● Task brief
All entries are to be reproduced exactly; the pictures are to be omitted.

[Stored data entries]
- Opening Delimiter -

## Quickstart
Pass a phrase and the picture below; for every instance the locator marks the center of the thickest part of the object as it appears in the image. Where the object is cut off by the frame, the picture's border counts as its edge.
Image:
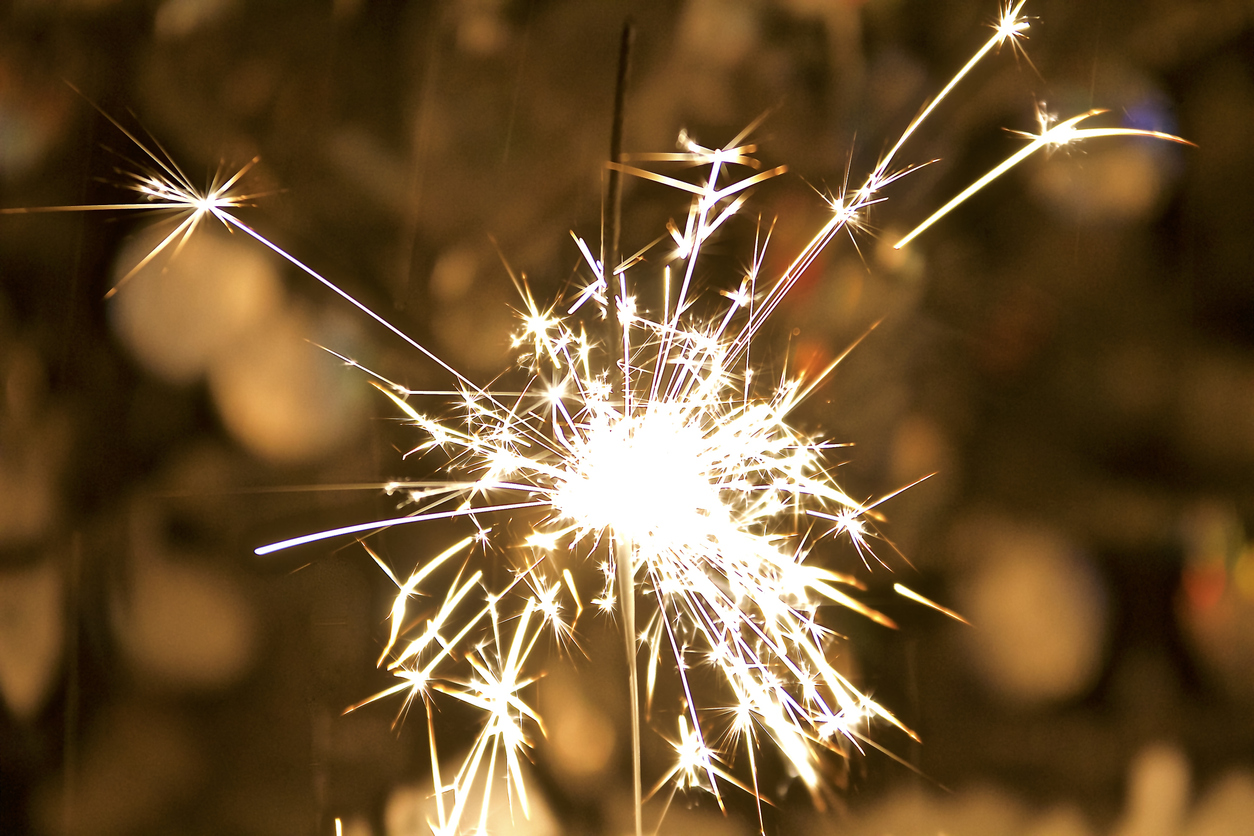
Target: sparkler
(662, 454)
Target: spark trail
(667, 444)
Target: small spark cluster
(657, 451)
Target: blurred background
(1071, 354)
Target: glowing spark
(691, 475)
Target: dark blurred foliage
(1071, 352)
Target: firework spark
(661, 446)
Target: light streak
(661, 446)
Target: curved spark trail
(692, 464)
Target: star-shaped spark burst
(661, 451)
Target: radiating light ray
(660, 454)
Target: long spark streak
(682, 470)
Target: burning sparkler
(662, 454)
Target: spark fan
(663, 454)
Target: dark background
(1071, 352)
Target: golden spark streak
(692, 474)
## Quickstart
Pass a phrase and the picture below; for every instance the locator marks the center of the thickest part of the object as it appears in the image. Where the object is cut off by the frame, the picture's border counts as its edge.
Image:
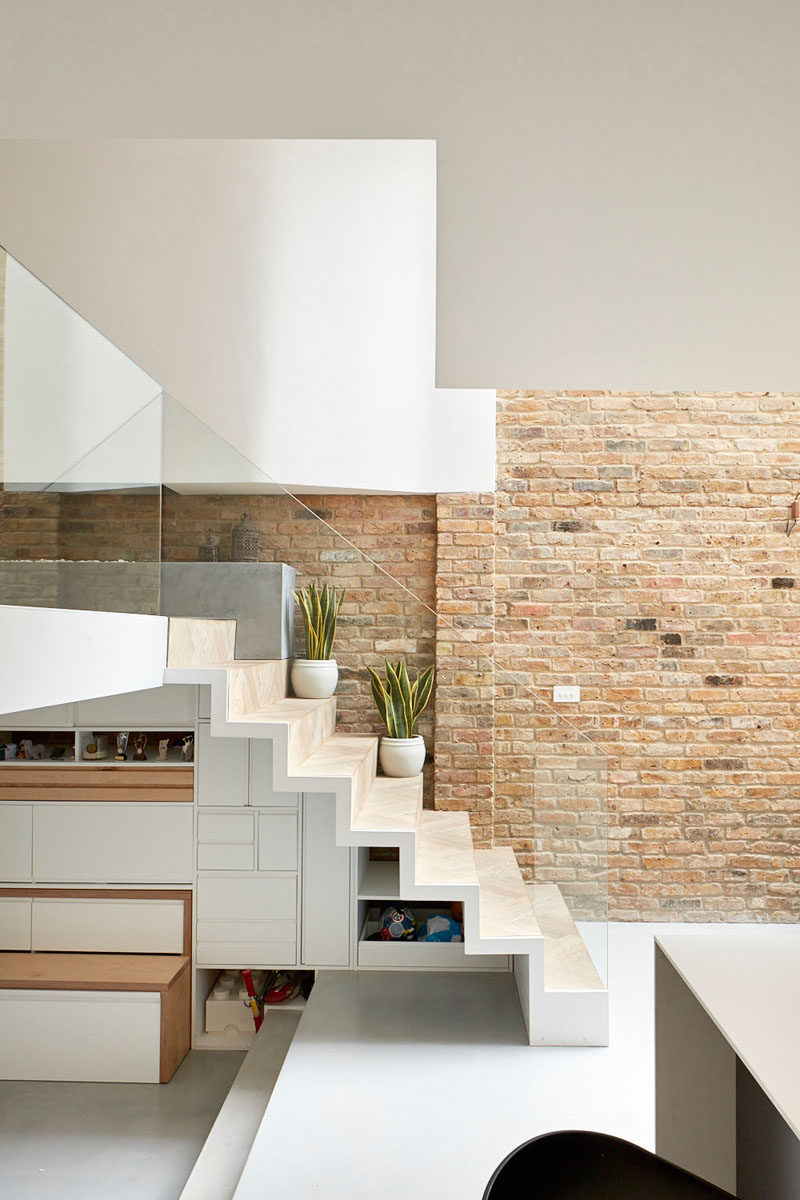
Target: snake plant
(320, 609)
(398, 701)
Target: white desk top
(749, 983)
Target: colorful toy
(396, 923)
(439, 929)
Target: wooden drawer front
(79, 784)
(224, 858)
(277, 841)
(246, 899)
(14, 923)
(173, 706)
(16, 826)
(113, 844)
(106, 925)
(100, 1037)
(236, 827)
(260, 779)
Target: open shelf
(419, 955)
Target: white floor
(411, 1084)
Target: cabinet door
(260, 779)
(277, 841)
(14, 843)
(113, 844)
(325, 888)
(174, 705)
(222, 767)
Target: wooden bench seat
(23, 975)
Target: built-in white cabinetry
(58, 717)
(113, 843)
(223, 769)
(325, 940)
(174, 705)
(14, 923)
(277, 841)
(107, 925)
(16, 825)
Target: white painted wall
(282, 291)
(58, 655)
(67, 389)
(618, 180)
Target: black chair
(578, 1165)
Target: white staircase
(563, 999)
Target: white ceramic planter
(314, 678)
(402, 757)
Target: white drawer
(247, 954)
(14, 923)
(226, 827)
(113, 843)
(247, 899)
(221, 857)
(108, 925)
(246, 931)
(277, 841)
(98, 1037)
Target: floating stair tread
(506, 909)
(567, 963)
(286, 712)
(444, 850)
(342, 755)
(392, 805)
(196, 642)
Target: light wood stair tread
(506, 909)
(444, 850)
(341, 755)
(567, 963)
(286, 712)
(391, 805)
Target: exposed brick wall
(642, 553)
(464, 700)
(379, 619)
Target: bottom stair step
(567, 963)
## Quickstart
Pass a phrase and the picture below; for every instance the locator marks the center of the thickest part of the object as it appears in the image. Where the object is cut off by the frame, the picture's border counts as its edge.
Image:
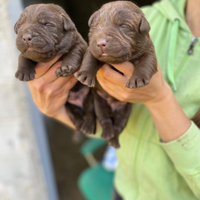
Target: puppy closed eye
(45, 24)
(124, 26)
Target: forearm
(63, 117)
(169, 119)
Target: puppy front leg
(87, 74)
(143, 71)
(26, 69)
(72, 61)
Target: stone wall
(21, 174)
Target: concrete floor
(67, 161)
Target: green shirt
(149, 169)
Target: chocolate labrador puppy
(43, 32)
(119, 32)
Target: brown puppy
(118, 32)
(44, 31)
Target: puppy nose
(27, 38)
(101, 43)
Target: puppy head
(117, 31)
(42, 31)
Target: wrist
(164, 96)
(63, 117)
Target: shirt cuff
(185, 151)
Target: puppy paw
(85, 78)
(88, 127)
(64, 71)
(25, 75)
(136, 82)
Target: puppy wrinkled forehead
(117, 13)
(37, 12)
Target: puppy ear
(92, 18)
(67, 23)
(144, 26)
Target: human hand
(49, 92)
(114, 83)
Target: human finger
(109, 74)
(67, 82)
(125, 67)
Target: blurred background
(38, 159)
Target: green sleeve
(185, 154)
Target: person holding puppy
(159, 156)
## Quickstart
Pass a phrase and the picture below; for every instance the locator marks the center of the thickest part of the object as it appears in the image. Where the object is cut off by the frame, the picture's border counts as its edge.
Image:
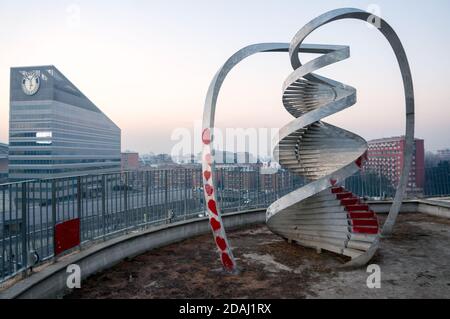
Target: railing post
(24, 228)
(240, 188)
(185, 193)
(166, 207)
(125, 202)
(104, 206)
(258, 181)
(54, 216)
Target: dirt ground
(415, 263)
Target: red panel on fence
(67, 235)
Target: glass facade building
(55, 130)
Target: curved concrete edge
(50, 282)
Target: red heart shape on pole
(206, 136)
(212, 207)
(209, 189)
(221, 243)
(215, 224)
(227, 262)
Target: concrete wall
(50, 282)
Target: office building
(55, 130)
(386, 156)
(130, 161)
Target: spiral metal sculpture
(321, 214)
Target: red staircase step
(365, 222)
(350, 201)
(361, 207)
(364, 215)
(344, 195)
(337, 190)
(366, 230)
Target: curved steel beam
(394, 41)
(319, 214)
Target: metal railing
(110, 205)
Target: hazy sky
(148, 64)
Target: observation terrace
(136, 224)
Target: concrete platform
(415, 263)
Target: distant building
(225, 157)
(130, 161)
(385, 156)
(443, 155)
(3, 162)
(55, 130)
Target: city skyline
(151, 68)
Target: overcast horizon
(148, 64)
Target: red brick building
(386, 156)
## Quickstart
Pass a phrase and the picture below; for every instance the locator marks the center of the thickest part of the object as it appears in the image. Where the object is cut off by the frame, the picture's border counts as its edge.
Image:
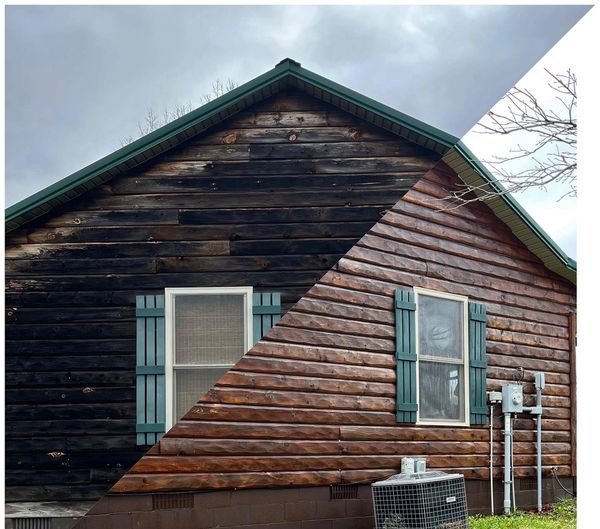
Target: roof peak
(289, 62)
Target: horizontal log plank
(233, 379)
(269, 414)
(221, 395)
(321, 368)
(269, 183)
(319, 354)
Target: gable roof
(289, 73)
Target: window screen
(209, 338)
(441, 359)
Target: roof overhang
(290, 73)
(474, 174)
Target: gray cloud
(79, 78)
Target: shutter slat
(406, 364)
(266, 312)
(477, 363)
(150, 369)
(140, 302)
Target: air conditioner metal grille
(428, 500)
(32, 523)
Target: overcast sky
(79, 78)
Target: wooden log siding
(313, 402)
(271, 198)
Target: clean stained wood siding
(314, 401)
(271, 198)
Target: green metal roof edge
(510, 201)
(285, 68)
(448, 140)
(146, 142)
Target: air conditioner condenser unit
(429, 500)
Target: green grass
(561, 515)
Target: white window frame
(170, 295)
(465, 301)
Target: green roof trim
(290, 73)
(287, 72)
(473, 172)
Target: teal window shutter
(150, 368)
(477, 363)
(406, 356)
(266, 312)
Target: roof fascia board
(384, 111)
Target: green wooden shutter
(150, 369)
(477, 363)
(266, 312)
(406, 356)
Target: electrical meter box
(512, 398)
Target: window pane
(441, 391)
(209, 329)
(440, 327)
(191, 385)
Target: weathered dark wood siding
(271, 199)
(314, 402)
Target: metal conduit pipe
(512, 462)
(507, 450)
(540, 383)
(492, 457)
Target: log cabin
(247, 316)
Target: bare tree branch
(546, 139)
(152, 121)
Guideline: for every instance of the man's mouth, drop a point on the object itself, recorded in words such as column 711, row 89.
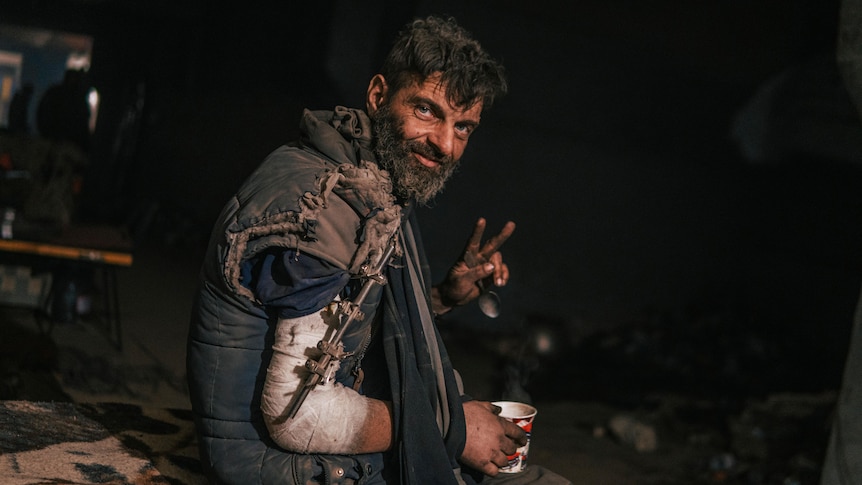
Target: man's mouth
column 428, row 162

- Closing Delimiter -

● Exercise answer
## Quickstart
Pass a phrase and the picture below; for every instance the locator marks the center of the thickest part of the object as it appears in the image. Where the object is cut off by the frame, the picture's border counts as its edge.
Image:
Target: sparkler
(662, 454)
Target: spark trail
(667, 444)
Target: small spark cluster
(657, 451)
Target: blurred background
(1071, 354)
Target: glowing spark
(691, 475)
Target: dark blurred foliage
(1071, 352)
Target: firework spark
(661, 446)
Target: light streak
(661, 446)
Target: curved spark trail
(692, 464)
Target: star-shaped spark burst
(661, 451)
Target: radiating light ray
(660, 454)
Target: long spark streak
(682, 470)
Target: burning sparkler
(662, 454)
Target: spark fan
(663, 454)
Target: dark background
(1071, 352)
Target: golden spark streak
(692, 474)
## Quickstart
Pass a phrase and the picture below; for every instance the locator marks the center of the thickest part of the object as it appears in the image. Where the object is cut off by the frame, the picture's border counts as its edge.
Image:
Target: snake plant
(320, 609)
(398, 701)
Target: white desk top
(749, 983)
Target: colorful toy
(396, 923)
(439, 929)
Target: wooden drawer front
(79, 784)
(224, 858)
(277, 841)
(246, 899)
(14, 923)
(173, 706)
(16, 826)
(113, 844)
(106, 925)
(100, 1037)
(236, 827)
(260, 779)
Target: open shelf
(419, 955)
Target: white floor
(411, 1084)
Target: cabinet door
(260, 779)
(277, 841)
(14, 843)
(113, 844)
(325, 888)
(174, 705)
(222, 767)
Target: wooden bench seat
(23, 975)
Target: built-in white cabinetry
(58, 717)
(113, 843)
(223, 769)
(325, 940)
(174, 705)
(14, 923)
(277, 841)
(107, 925)
(16, 825)
Target: white painted wall
(282, 291)
(58, 655)
(67, 389)
(618, 180)
Target: black chair
(578, 1165)
Target: white staircase
(563, 999)
Target: white ceramic planter
(314, 678)
(402, 757)
Target: white drawer
(247, 954)
(14, 923)
(226, 827)
(113, 843)
(247, 899)
(221, 857)
(108, 925)
(246, 931)
(277, 841)
(98, 1037)
Target: floating stair tread
(506, 909)
(567, 963)
(286, 712)
(444, 850)
(342, 755)
(392, 805)
(196, 642)
Target: light wood stair tread
(506, 909)
(444, 850)
(341, 755)
(567, 963)
(286, 712)
(391, 805)
Target: exposed brick wall
(642, 553)
(464, 700)
(379, 619)
Target: bottom stair step
(567, 963)
## Quickstart
Pass a phrase and the picture below; for every instance the locator marks the center of the thickest part of the object as it appears in the image. Where the object is cut off by the frame, the picture's border counts as its edge.
Image:
Target: puppy closed eye
(45, 24)
(124, 26)
Target: forearm
(63, 117)
(169, 119)
Target: puppy front leg
(87, 74)
(143, 71)
(26, 69)
(72, 61)
Target: stone wall
(21, 174)
Target: concrete floor
(67, 161)
Target: green shirt
(149, 169)
Target: chocolate labrador puppy
(43, 32)
(119, 32)
Target: brown puppy
(118, 32)
(44, 31)
Target: puppy nose
(27, 38)
(101, 43)
Target: puppy head
(117, 31)
(42, 31)
Target: wrist
(164, 96)
(63, 117)
Target: shirt cuff
(185, 151)
Target: puppy paw
(85, 78)
(88, 127)
(64, 71)
(25, 75)
(136, 82)
Target: puppy wrinkled forehead
(117, 13)
(37, 12)
Target: puppy ear
(92, 18)
(67, 23)
(144, 26)
Target: human hand
(49, 92)
(114, 83)
Target: human finger
(109, 74)
(67, 82)
(125, 67)
Target: blurred background
(38, 159)
Target: green sleeve
(185, 154)
Target: person holding puppy
(159, 156)
## Quickstart
Pass a phrase and the picture below; for every instance the locator marks the center of the thickest part of the object as it appears in the image. Where the object is cut off by the frame, the picture's border counts as its edge.
Image:
Target: railing post
(24, 228)
(240, 188)
(185, 193)
(166, 207)
(125, 202)
(104, 206)
(258, 181)
(54, 216)
Target: dirt ground
(415, 263)
Target: red panel on fence
(67, 235)
Target: glass facade building
(55, 130)
Target: curved concrete edge
(50, 282)
Target: red heart shape on pole
(206, 136)
(212, 207)
(209, 189)
(221, 243)
(215, 224)
(227, 262)
Target: concrete wall
(50, 282)
Target: office building
(55, 130)
(386, 156)
(130, 161)
Target: spiral metal sculpture
(321, 214)
Target: red staircase step
(365, 222)
(350, 201)
(361, 207)
(364, 215)
(344, 195)
(337, 190)
(366, 230)
Target: curved steel beam
(394, 41)
(319, 214)
Target: metal railing
(110, 205)
Target: hazy sky
(148, 64)
Target: observation terrace
(136, 224)
Target: concrete platform
(415, 263)
Target: distant building
(225, 157)
(130, 161)
(385, 156)
(443, 155)
(3, 162)
(55, 130)
Target: city skyline
(151, 68)
Target: overcast horizon
(148, 64)
Target: red brick building
(386, 156)
## Quickstart
Pass a phrase and the picture below; for every instance the locator marks the center of the thickest part of the object as it appears in the image. Where the object is cut off by the frame, the picture's border counts as its edge.
Image:
Target: roof peak
(289, 62)
Target: horizontal log plank
(233, 379)
(269, 414)
(221, 395)
(321, 368)
(269, 183)
(319, 354)
Target: gable roof
(289, 73)
Target: window screen
(209, 338)
(441, 359)
Target: roof overhang
(290, 73)
(474, 174)
Target: gray cloud
(79, 78)
Target: shutter slat
(406, 364)
(266, 312)
(477, 363)
(150, 369)
(140, 302)
Target: air conditioner metal grille
(428, 500)
(32, 523)
Target: overcast sky
(79, 78)
Target: wooden log siding
(313, 402)
(271, 198)
Target: clean stained wood siding
(314, 401)
(271, 198)
Target: green metal roof edge
(510, 201)
(285, 68)
(448, 140)
(146, 142)
Target: air conditioner condenser unit
(429, 500)
Target: green grass
(561, 515)
Target: white window frame
(170, 295)
(465, 301)
Target: green roof trim
(290, 73)
(287, 72)
(473, 172)
Target: teal window shutter
(150, 368)
(477, 363)
(406, 356)
(266, 312)
Target: roof fascia board
(384, 111)
Target: green wooden shutter
(150, 369)
(477, 363)
(266, 312)
(406, 356)
Target: electrical meter box
(512, 398)
Target: window pane
(441, 391)
(209, 329)
(440, 327)
(191, 385)
Target: weathered dark wood siding
(271, 199)
(314, 402)
Target: metal conduit pipe
(512, 462)
(507, 450)
(540, 383)
(492, 457)
Target: log cabin
(247, 316)
Target: bare tree branch
(546, 139)
(152, 121)
Guideline: for every instance of the man's mouth, drop a point on the object itself, recorded in words such as column 711, row 89.
Target: man's mouth
column 428, row 162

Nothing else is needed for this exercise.